**Rows**:

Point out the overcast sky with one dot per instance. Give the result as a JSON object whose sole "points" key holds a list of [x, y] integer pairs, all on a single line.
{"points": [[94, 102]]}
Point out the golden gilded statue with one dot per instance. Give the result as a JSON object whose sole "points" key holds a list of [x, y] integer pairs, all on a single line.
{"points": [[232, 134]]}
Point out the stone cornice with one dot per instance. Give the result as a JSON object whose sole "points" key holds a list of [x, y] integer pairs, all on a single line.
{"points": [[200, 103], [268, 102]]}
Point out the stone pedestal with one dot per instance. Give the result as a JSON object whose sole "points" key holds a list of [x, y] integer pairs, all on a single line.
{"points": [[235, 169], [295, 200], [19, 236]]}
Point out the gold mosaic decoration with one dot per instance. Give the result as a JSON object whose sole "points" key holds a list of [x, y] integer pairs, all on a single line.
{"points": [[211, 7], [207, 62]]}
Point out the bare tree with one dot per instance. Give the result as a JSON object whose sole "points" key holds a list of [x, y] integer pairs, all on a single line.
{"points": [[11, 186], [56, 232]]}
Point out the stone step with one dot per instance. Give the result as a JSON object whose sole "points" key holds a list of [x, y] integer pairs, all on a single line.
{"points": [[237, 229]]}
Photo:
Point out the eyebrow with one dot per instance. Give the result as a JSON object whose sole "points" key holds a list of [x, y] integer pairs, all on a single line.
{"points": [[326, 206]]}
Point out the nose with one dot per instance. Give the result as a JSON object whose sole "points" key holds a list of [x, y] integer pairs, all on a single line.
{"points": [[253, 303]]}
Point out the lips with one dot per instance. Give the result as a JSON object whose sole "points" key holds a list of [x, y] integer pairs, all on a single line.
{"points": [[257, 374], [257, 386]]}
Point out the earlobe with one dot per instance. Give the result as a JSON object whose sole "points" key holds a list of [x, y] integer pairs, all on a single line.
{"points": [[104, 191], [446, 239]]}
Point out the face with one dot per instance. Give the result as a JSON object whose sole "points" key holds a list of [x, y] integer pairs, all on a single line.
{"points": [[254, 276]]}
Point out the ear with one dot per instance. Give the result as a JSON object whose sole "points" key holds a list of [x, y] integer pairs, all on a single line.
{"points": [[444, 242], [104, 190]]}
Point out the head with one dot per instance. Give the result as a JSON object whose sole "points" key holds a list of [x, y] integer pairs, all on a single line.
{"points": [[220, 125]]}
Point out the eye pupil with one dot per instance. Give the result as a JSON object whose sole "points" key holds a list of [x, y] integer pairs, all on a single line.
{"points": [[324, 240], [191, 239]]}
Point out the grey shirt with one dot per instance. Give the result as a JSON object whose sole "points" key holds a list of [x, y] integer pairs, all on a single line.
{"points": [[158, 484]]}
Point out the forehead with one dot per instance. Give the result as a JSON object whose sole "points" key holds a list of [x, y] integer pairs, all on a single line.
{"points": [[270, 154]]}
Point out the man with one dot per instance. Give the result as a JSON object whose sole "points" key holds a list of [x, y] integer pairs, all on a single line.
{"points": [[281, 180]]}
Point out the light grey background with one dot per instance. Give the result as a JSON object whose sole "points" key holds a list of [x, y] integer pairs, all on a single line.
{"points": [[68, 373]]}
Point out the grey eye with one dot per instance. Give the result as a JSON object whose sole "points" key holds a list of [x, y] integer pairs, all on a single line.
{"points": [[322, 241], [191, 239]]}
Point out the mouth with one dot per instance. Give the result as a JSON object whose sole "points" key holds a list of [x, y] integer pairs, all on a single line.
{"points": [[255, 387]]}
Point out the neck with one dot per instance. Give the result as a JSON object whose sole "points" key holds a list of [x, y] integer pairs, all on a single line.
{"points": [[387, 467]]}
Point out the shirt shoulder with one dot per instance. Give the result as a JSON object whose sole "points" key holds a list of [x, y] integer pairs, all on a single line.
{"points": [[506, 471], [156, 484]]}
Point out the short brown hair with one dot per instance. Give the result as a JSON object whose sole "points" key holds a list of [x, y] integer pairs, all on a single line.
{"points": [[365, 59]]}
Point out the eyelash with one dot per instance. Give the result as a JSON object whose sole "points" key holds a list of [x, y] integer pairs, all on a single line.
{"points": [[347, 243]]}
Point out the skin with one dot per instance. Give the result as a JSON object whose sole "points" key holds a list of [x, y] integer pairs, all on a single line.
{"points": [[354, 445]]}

**What the exercise asks**: Reproduce every one of the records above word for word, without changing anything.

**Full solution**:
Point out the overcast sky with one dot per instance. Give the result as a JSON object whose sole "points" key holds a list of [x, y] integer pairs, all on a single line.
{"points": [[94, 102]]}
Point out the golden gilded statue with one dot per instance. Give the result as a JSON object whose sole "points" key holds a list of [x, y] integer pairs, all on a single line.
{"points": [[232, 134]]}
Point out the stone cornice with one dot per instance. Give the result as a JSON object whose sole "points" key holds a list of [x, y] integer pairs, all on a single line.
{"points": [[200, 103], [268, 102]]}
Point out the stone pedestal with one dot per instance. Give the result as a JSON object whose sole "points" key holds a list of [x, y] integer pairs, all on a single line.
{"points": [[235, 169], [295, 200], [19, 236]]}
Point out the gold mosaic decoration with one dot per instance. Give the result as a JSON object whose sole "points" key holds a list of [x, y] integer pairs, all on a single line.
{"points": [[211, 7], [207, 62]]}
Point out the bare tree with one dot per instance. Give the result as a JSON object whose sole "points" key holds a list of [x, y] integer pairs, all on a single line.
{"points": [[11, 186], [56, 232]]}
Point out the stone step with one dot per instance. Give the result as a JSON object whose sole "points" key holds a list of [x, y] integer pairs, all on a single line.
{"points": [[237, 229]]}
Photo:
Point out the eyebrow with one dot per instance. Give the result as a JSON object whose sole "points" key holds a list of [x, y] integer pairs, all on a single line.
{"points": [[326, 206]]}
Point out the nose with one dot per instance. Give the result as a JSON object whose sole "points" key holds a list of [x, y] integer pairs, all on a single line.
{"points": [[253, 303]]}
Point out the lips with one dot per instance. Give the result as a JSON object whose sole "points" key holds a list of [x, y] integer pairs, all on a single line.
{"points": [[257, 374], [257, 386]]}
Point out the earlobe with one dot per instance. Give the result as a JSON object whose sole "points" key holds a list of [x, y] integer pairs, all on a single line.
{"points": [[104, 191], [446, 239]]}
Point out the face with one dot per instance. Give the result as a JSON object whose sole "points" key holds a list of [x, y] integer pairs, all on a single line.
{"points": [[254, 276]]}
Point out the ear with one dot per instance. Give the result as a JSON object whose sole "points" key holds a list of [x, y] integer pairs, all on a single line.
{"points": [[444, 242], [104, 190]]}
Point out the head with one dot per instance. Give the result as a JSON object whose sole "points" key holds a list of [x, y] integer pairs, all on a single line.
{"points": [[220, 125]]}
Point out the eye pupil with one dot per instance. Give the result as a JSON object whose sole "points" key holds a list of [x, y] integer pairs, all on a single line.
{"points": [[324, 240], [191, 239]]}
Point out the grey shirt with one dot per instance. Give the result as a JSON object whose sole "points" key holds a list of [x, y] integer pairs, all on a single line.
{"points": [[158, 484]]}
Point out the forehead with one dot per instance. Give the result as a JSON object whose sole "points" key holds a list of [x, y] integer pairs, all on a single line.
{"points": [[270, 154]]}
Point out the man with one dot per instance. Give the result as a JSON object whose sole "points" key holds a list of [x, y] integer pairs, all on a single line.
{"points": [[281, 180]]}
Point out the light grey background with one dot per instance. Give the result as a JSON object whose sole "points" key holds a list of [x, y] integer pairs, all on a single line.
{"points": [[68, 373]]}
Point out the grey eye with one dot per instance. Give the result as a JSON object whose sole "points" key holds a list of [x, y] integer pairs, all on a single line.
{"points": [[322, 241], [191, 239]]}
Point out the mouth with one dot per instance. Give the result as a JSON object whose sole "points" key holds a list of [x, y] integer pairs, all on a single line.
{"points": [[255, 387]]}
Point out the neck with one dot per instance. Give the result as a JSON object whose sole "points" key holds a list of [x, y] integer pairs, all on a single line.
{"points": [[387, 467]]}
Point out the shirt shoulder with one dot per instance. Give the result as a JSON object whose sole "points" key holds a list of [x, y] integer pairs, all on a single line.
{"points": [[506, 471], [156, 484]]}
Point out the short brown hair with one dot per instance. Give the result as a JSON object whose sole "points" key holds a list of [x, y] integer pairs, all on a single line.
{"points": [[365, 59]]}
Point out the eyelash with one dot per instance. Give the result as a JSON object whose sole "points" key holds a list of [x, y] integer pairs, all on a single line.
{"points": [[347, 243]]}
Point out the skin with one dot per instance. Give the result as a JSON object whose sole "points" key holds a list of [x, y] integer pairs, all on a single line.
{"points": [[354, 445]]}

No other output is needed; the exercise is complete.